*** Opening EXTRACT PROVIDED ***

December 18, 2019

2019 Research Highlights — Basic Research Insights

Noteworthy Advances in Fundamental Research

With NIH support, scientists across the United States and around the world conduct wide-ranging research to discover ways to enhance health, lengthen life, and reduce illness and disability. Groundbreaking NIH-funded research often receives top scientific honors. In 2019, these honors included two NIH-supported scientists who earned Nobel Prizes. Here’s just a small sample of the NIH-supported research accomplishments in 2019. For more health and medical research findings from NIH, visit .

Full 2019 NIH Research Highlights List

Enterovirus infection linked to acute flaccid myelitis

Since 2014, hundreds of children in the U.S. have been afflicted with a condition called acute flaccid myelitis (AFM), which can cause paralysis. Researchers have not yet found the cause of AFM. This makes it difficult to develop prevention and treatment strategies. In a new study, evidence of infection with an enterovirus was found in about 80% of people with AFM. More work is needed to understand whether enterovirus infection contributes to AFM.

How disrupted sleep may lead to heart disease

Studies have linked poor sleep to an increased risk of heart disease and other health conditions. But the molecular mechanisms underlying the link between sleep and heart disease has been unclear. Researchers found that sleep disruption activates a molecule that triggers inflammation and leads to fatty buildup in mouse arteries. The findings underscore the importance of getting enough quality sleep to maintain heart health. It also suggests new targets for fighting heart disease.

*** Closing EXTRACT PROVIDED ***
*** Opening DATASET ENTRIES ***

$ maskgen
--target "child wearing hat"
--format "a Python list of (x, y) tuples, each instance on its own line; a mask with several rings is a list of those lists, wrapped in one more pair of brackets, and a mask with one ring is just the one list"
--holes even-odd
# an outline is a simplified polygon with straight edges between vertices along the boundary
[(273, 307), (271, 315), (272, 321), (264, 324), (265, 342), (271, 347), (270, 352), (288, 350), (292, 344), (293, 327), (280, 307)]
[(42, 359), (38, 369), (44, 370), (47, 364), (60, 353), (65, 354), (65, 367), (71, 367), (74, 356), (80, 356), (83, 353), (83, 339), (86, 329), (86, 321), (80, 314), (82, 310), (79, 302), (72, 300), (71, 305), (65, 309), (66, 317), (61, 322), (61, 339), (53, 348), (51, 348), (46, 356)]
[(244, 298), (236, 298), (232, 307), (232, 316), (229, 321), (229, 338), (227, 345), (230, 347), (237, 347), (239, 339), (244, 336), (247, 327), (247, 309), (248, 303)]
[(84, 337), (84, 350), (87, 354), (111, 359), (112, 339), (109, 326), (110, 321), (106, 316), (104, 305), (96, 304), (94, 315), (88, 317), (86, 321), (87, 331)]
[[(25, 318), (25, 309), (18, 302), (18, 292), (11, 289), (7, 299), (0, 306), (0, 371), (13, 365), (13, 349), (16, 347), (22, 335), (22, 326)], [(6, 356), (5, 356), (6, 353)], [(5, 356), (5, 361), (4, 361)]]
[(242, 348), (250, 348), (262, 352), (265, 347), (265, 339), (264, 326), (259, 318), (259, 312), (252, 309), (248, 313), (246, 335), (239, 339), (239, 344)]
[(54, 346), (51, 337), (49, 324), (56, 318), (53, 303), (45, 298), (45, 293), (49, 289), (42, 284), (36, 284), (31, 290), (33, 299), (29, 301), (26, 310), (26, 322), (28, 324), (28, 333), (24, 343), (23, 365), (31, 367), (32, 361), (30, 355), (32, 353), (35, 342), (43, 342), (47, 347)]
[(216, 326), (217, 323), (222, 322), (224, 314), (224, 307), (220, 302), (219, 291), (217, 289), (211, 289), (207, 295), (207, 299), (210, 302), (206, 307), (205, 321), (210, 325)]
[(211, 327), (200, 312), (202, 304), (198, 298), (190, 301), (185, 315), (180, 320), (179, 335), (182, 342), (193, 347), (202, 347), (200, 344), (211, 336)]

*** Closing DATASET ENTRIES ***

_WHAT TO WORK ON:_
[1] Answer these questions from the 2019 research highlights text.
(a) How many NIH-supported scientists earned Nobel Prizes in 2019?
(b) Since what year have hundreds of children in the U.S. been afflicted with acute flaccid myelitis?
(c) In about what percentage of people with AFM was evidence of enterovirus infection found?
[2] Reproduce the 2019 research highlights text word for word, from "Noteworthy Advances in" up to and including "from NIH, visit .".
[3] List every aim that, according to the 2019 research highlights text, scientists with NIH support conduct research to discover ways to achieve.

_ANSWERS BY ITEM NUMBER:_
[1]
(a) Two
(b) 2014
(c) About 80%

[2]
Noteworthy Advances in Fundamental Research

With NIH support, scientists across the United States and around the world conduct wide-ranging research to discover ways to enhance health, lengthen life, and reduce illness and disability. Groundbreaking NIH-funded research often receives top scientific honors. In 2019, these honors included two NIH-supported scientists who earned Nobel Prizes. Here’s just a small sample of the NIH-supported research accomplishments in 2019. For more health and medical research findings from NIH, visit .

[3]
- Enhance health
- Lengthen life
- Reduce illness and disability